INPUT DATA —

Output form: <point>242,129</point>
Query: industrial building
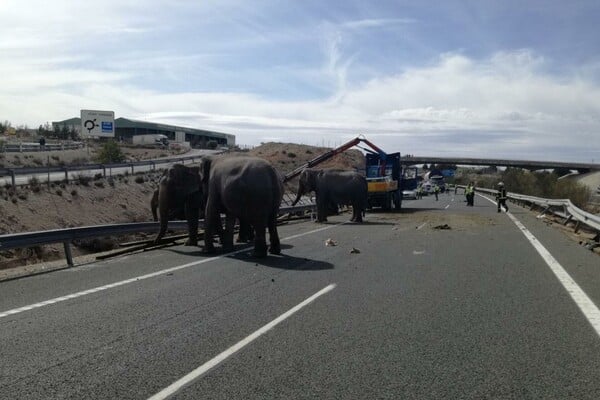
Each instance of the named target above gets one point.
<point>126,128</point>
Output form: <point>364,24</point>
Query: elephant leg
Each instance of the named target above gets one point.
<point>356,210</point>
<point>260,241</point>
<point>227,241</point>
<point>246,232</point>
<point>163,212</point>
<point>275,247</point>
<point>321,210</point>
<point>191,215</point>
<point>212,223</point>
<point>154,205</point>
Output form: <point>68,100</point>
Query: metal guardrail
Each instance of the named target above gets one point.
<point>569,210</point>
<point>19,147</point>
<point>68,235</point>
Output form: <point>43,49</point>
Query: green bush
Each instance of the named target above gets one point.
<point>110,153</point>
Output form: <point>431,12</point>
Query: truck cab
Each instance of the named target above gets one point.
<point>384,177</point>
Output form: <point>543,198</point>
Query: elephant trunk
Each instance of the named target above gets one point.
<point>301,192</point>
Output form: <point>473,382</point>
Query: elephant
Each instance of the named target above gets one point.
<point>246,188</point>
<point>334,187</point>
<point>179,195</point>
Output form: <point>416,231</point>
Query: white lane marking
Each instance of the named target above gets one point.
<point>585,304</point>
<point>201,370</point>
<point>138,278</point>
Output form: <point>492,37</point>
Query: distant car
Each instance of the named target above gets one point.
<point>409,194</point>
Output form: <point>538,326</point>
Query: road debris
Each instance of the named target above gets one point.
<point>444,226</point>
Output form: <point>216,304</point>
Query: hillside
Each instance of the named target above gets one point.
<point>116,199</point>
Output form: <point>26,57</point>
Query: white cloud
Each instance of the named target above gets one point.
<point>507,105</point>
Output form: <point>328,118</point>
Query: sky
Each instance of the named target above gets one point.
<point>496,79</point>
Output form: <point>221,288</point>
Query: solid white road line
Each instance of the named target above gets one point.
<point>141,278</point>
<point>585,304</point>
<point>201,370</point>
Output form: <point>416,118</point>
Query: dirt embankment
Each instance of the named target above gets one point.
<point>117,199</point>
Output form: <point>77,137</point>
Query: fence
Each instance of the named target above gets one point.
<point>67,236</point>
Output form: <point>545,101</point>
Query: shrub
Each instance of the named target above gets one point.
<point>110,153</point>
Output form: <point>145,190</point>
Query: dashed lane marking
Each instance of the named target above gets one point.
<point>141,278</point>
<point>201,370</point>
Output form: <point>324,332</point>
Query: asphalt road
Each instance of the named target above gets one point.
<point>473,311</point>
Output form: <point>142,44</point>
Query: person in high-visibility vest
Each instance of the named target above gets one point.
<point>501,197</point>
<point>470,194</point>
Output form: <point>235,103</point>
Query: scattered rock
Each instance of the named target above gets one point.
<point>444,226</point>
<point>330,242</point>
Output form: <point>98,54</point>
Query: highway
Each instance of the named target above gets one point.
<point>500,305</point>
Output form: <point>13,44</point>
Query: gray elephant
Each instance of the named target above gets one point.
<point>334,186</point>
<point>246,188</point>
<point>179,195</point>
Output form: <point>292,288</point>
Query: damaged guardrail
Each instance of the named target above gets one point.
<point>68,235</point>
<point>563,208</point>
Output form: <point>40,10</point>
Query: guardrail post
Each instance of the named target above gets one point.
<point>68,253</point>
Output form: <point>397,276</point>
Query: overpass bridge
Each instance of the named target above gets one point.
<point>527,164</point>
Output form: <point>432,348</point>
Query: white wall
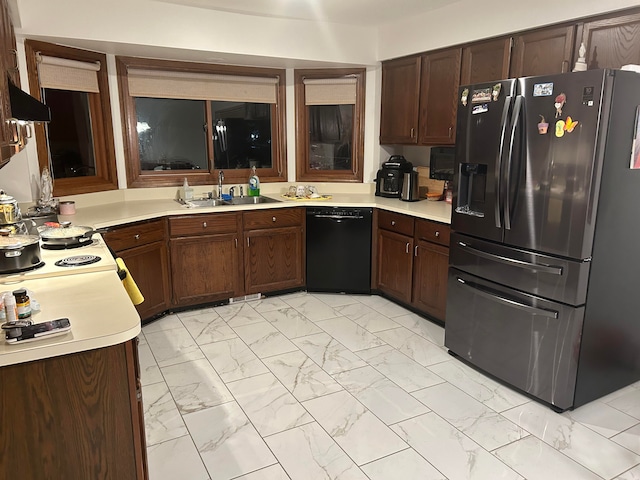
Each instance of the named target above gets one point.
<point>468,20</point>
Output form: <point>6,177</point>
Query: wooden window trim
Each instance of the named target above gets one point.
<point>136,178</point>
<point>303,172</point>
<point>106,177</point>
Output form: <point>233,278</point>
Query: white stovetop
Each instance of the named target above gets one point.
<point>50,257</point>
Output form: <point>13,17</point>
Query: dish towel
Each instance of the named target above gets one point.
<point>129,284</point>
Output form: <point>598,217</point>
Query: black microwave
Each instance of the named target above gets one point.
<point>441,163</point>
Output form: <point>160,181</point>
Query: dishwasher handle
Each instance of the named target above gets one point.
<point>338,217</point>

INSTRUCTIONS FOR THE TASK — Transcribe the records above exactly, beginning at the line that contains "Output form: <point>13,44</point>" and ending with the line that contains "Query: overpass bridge", both included, and nothing else.

TASK ANSWER —
Output form: <point>13,44</point>
Query: gray elephant
Each instance of the named target above gets one point.
<point>334,186</point>
<point>246,188</point>
<point>179,195</point>
Output form: <point>292,288</point>
Query: damaged guardrail
Each instance of the named target above gets one point.
<point>68,235</point>
<point>563,208</point>
Output form: <point>40,10</point>
Query: guardrail post
Each instance of the named target above gets one point.
<point>68,253</point>
Output form: <point>397,276</point>
Query: overpass bridge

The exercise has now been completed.